Rewrite the listing from the line containing "Target: bare tree outside window" through the end of the listing, both included, as a numbered list with blank lines left out.
****************
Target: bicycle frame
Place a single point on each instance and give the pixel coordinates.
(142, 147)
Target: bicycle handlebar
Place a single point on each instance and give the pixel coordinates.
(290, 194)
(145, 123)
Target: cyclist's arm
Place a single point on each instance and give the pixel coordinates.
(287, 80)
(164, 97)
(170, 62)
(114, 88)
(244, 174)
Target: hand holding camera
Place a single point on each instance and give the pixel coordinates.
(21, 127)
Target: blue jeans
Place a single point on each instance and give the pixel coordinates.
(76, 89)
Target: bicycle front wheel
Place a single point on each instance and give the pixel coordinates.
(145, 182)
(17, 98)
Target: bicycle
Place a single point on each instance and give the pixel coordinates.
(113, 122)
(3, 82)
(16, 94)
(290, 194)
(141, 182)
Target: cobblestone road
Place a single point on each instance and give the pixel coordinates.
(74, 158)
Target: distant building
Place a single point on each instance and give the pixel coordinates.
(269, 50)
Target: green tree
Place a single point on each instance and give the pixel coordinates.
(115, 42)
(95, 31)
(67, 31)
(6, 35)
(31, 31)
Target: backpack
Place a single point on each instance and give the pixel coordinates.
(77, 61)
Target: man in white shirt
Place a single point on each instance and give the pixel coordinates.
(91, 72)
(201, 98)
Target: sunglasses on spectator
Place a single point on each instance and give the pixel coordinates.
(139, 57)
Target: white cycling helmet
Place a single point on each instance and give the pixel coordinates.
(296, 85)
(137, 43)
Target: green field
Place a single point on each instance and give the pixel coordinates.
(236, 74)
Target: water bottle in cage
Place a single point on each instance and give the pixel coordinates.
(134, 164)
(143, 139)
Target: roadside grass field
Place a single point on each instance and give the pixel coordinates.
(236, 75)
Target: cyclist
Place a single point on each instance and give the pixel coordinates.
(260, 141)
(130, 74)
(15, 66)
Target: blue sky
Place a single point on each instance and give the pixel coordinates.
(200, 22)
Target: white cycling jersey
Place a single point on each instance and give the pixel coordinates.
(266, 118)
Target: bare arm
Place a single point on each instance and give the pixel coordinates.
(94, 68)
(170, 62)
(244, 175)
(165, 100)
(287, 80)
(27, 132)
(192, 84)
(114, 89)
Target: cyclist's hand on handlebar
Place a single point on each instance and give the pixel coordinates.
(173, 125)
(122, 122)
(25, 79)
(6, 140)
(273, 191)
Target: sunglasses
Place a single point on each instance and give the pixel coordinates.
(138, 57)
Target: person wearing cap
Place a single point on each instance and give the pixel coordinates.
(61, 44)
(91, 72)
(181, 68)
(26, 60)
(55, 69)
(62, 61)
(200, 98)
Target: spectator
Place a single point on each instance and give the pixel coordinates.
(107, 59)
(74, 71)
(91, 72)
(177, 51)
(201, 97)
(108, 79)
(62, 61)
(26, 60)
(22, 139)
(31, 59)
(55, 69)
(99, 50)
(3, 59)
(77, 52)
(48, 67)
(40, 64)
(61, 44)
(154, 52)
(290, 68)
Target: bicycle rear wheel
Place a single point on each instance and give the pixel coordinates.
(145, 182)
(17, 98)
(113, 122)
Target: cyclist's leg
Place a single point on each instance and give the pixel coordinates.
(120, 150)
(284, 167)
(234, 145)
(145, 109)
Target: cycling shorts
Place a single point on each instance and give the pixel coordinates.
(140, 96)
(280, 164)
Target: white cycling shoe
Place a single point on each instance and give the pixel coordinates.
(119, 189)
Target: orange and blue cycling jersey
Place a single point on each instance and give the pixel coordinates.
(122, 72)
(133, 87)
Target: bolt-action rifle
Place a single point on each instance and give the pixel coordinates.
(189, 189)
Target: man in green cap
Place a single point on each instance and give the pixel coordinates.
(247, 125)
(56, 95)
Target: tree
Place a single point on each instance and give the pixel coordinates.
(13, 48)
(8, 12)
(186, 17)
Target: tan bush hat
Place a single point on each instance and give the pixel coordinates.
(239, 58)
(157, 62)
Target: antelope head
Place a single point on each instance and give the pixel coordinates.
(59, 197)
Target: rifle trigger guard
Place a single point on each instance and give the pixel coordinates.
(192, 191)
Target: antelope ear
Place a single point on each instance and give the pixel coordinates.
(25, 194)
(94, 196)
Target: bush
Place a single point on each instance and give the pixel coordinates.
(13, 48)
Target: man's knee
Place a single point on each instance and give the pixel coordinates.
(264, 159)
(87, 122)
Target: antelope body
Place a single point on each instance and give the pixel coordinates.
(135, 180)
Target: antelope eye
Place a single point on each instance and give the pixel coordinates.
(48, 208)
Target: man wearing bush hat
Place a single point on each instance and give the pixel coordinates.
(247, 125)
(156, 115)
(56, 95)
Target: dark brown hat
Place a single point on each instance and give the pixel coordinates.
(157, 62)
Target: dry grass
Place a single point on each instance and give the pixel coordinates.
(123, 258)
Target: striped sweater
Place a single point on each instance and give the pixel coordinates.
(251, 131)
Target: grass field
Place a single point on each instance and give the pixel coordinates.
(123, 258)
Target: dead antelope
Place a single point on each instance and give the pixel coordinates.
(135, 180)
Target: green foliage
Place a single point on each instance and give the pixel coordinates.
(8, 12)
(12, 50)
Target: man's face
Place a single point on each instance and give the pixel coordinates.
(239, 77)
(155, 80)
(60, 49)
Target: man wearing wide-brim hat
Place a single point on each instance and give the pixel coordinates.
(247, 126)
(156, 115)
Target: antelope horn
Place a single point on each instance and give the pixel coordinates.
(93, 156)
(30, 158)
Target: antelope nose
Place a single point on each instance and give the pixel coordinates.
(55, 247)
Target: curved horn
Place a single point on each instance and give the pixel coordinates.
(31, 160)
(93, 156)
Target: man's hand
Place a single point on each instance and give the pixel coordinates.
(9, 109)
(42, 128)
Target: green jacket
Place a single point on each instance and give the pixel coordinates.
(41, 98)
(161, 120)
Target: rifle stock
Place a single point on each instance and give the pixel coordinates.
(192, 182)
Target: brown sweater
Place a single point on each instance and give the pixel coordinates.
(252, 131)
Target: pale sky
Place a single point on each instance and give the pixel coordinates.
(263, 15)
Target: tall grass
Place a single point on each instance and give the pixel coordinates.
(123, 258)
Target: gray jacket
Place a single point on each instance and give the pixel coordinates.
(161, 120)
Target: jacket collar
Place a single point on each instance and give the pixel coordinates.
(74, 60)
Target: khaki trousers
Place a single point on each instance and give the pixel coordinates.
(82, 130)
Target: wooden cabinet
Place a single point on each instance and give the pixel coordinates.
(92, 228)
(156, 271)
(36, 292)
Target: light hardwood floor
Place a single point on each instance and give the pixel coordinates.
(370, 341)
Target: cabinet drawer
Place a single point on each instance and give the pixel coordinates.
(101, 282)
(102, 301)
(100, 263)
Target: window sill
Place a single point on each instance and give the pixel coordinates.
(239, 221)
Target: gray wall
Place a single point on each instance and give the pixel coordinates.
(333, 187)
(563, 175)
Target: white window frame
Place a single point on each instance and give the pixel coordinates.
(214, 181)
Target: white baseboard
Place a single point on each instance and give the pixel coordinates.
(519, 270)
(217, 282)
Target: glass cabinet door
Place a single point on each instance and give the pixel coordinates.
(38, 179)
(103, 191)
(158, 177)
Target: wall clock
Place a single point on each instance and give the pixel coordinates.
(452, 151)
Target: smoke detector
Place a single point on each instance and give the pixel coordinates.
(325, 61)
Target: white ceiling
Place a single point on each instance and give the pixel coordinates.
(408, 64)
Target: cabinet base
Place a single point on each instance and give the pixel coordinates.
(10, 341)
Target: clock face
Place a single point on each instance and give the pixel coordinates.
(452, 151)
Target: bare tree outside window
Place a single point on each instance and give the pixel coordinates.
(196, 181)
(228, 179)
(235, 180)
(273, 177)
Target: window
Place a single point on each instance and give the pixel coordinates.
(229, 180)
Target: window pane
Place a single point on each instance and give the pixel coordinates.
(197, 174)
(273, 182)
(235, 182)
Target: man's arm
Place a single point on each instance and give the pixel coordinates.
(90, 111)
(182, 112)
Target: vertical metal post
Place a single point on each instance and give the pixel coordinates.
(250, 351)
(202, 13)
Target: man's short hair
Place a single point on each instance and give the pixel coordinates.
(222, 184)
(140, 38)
****************
• _Full solution_:
1. Target: bare tree outside window
2. Place a single point on each instance and give the pixel coordinates.
3. (196, 181)
4. (228, 179)
5. (235, 180)
6. (273, 177)
7. Target: window
8. Place a single point on each instance and give the pixel coordinates.
9. (229, 180)
10. Target: window pane
11. Place a single point on each instance and give the pixel coordinates.
12. (197, 174)
13. (273, 182)
14. (235, 182)
15. Target: man's arm
16. Place a single point on each instance and give the pixel coordinates.
17. (90, 111)
18. (182, 112)
19. Target: vertical metal post
20. Place a single point on each instance and give the pixel coordinates.
21. (250, 351)
22. (202, 13)
23. Target: man's short hair
24. Place a single point on each instance and give the pixel coordinates.
25. (222, 184)
26. (140, 38)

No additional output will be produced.